(Point labeling data from photos)
* * * * * * * * *

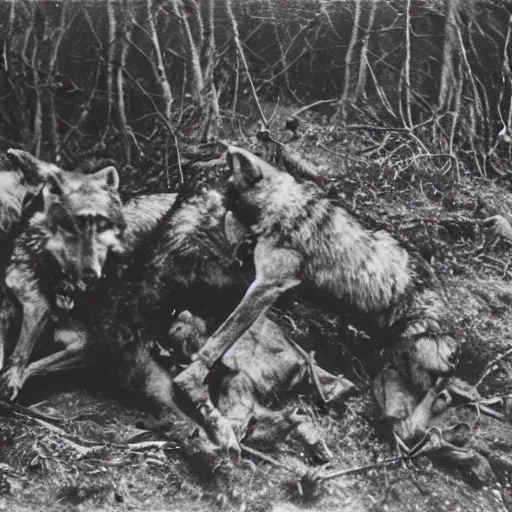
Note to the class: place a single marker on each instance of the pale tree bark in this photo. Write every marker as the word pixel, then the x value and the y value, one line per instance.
pixel 212 121
pixel 447 72
pixel 194 62
pixel 37 132
pixel 121 106
pixel 341 110
pixel 407 64
pixel 161 76
pixel 363 56
pixel 55 140
pixel 111 50
pixel 240 50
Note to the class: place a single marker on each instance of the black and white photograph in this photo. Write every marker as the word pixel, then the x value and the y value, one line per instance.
pixel 256 255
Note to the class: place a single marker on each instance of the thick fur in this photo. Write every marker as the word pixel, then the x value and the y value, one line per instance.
pixel 303 237
pixel 37 285
pixel 187 262
pixel 263 368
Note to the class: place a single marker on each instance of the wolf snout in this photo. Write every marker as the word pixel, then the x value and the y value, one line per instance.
pixel 90 277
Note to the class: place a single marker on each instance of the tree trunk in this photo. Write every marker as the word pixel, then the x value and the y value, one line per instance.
pixel 161 76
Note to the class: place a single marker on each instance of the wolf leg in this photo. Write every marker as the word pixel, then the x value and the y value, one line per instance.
pixel 8 313
pixel 74 355
pixel 276 272
pixel 35 317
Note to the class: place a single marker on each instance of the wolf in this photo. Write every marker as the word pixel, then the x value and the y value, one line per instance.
pixel 262 369
pixel 20 184
pixel 303 237
pixel 63 251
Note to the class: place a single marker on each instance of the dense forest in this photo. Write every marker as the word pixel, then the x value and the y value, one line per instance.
pixel 405 109
pixel 411 79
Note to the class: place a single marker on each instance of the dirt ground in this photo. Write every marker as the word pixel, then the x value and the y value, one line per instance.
pixel 96 459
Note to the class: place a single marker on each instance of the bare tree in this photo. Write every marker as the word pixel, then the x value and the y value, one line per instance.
pixel 193 59
pixel 165 88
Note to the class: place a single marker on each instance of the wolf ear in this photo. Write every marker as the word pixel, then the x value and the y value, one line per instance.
pixel 235 231
pixel 107 177
pixel 53 185
pixel 245 163
pixel 35 171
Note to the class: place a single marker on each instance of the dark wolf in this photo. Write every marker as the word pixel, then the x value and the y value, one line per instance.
pixel 304 237
pixel 19 186
pixel 63 252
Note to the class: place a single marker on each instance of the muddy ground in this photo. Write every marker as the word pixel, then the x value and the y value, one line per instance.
pixel 96 459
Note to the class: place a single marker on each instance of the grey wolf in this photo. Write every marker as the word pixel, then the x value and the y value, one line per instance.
pixel 303 237
pixel 263 368
pixel 20 184
pixel 64 250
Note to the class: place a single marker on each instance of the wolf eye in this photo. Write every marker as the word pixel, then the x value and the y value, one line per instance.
pixel 103 224
pixel 67 225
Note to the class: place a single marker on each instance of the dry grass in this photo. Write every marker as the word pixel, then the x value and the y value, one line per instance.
pixel 97 460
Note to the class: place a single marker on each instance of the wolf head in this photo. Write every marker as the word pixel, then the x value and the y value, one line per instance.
pixel 20 184
pixel 254 185
pixel 83 218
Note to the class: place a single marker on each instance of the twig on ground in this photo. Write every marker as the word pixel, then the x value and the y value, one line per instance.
pixel 492 365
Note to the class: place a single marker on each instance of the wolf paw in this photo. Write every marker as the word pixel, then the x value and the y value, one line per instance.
pixel 190 389
pixel 220 431
pixel 11 382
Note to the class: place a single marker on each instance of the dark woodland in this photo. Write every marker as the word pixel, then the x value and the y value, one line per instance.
pixel 404 107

* * * * * * * * *

> [STATED PROBLEM]
Swap every "place a single marker" in the rows for "put one dot", changing nothing else, and write all the rows out again without the pictures.

> [CORRECT RESPONSE]
Note to the class: put one dot on each instance of the pale tree bark in this photo. Write every marker as the word pixel, then the x value and the y value, one line per instance.
pixel 212 121
pixel 447 72
pixel 194 62
pixel 37 132
pixel 121 106
pixel 341 110
pixel 407 64
pixel 161 76
pixel 363 56
pixel 55 140
pixel 111 50
pixel 240 50
Note to the class: put one dot on each instance of the black and white photograph in this photo. Write every marker as the word pixel, then the x value and the y value, one line per instance.
pixel 256 255
Note to the class: put one dot on each instance of the thick fur in this photo. Write every marker as the word pixel, then the x value and the y value, one line per instance.
pixel 303 237
pixel 37 285
pixel 187 262
pixel 263 368
Note to the class: put one dot on each instance of the wolf snout in this photo. Write every marker as the word pixel, then the x value and the y value, one line per instance.
pixel 90 277
Note to the class: put one dot on each instance of the tree trunk in this photo. Write every marker as the word pixel, then the x value and the y value, one line per instance.
pixel 161 76
Note to the class: put one dot on each instance of the wolf leg in this photo. Write every marker as the word pixel, then the x value and the y value, one line per instance.
pixel 8 313
pixel 74 355
pixel 276 272
pixel 35 317
Note to the class: put one dot on each instance of the wolf in this photo. Write every marker as the word pixel, then the x value and the y value, one line per instance.
pixel 262 369
pixel 20 184
pixel 303 237
pixel 63 251
Note to the class: put one dot on each instance of the dense forest in this photo. Write every marker as the word pixel, then the x value and the y value, one line per instance.
pixel 405 109
pixel 411 79
Note to the class: put one dot on each instance of the dirt ground in this photo. Write every marker as the word pixel, then the x value and the y value, one line per instance.
pixel 96 459
Note to the class: put one dot on each instance of the bare tree in this photo. Write every marker as the word pixel, then the x value and the y value, one line per instance.
pixel 193 59
pixel 165 88
Note to the class: put one dot on each instance of the wolf ear in this photo. Write every marker as the word pixel, then the x value and the y value, one line per instance.
pixel 235 231
pixel 107 177
pixel 53 185
pixel 245 163
pixel 35 171
Note to the class: put one dot on each instance of the dark wolf in this photo. Write every marker as the word pixel, then the x value and the y value, one line per instance.
pixel 304 237
pixel 19 186
pixel 63 252
Note to the class: put one dot on each instance of the muddy ground in this photo. Write every marker as the word pixel, then the x value and the y value, one line per instance.
pixel 96 459
Note to the class: put one dot on each instance of the grey wolf in this photo. Write every marker as the word pixel, then the x value and the y value, one line per instance.
pixel 303 237
pixel 263 368
pixel 20 184
pixel 64 250
Note to the class: put one dot on each instance of the wolf eye in this photo. Write every marker as the word pixel, then the x value and the y value, one line per instance.
pixel 103 224
pixel 67 225
Note to the class: put one dot on each instance of the dry grass in this photo. Write every marker as the word pixel, then the x value and the y value, one line per instance.
pixel 97 460
Note to the class: put one dot on each instance of the wolf head in this photo. Write every marker as the word pixel, then the x value and the y value, one line per instance.
pixel 20 184
pixel 254 185
pixel 83 218
Note to the class: put one dot on each instance of the twig on ground in this photo. Write every marker as the word pixel, then the x value and the y value, one line per instance.
pixel 492 365
Note to the class: put one dot on each instance of the wolf paw in this photo. Write every marker as the word pixel, then the x value and the y value, one line per instance.
pixel 190 389
pixel 220 431
pixel 11 382
Note to the class: put one dot on each instance of the dark woodland in this photo. Write every marker as the word pixel, then the x value and the y value, one line per instance.
pixel 404 107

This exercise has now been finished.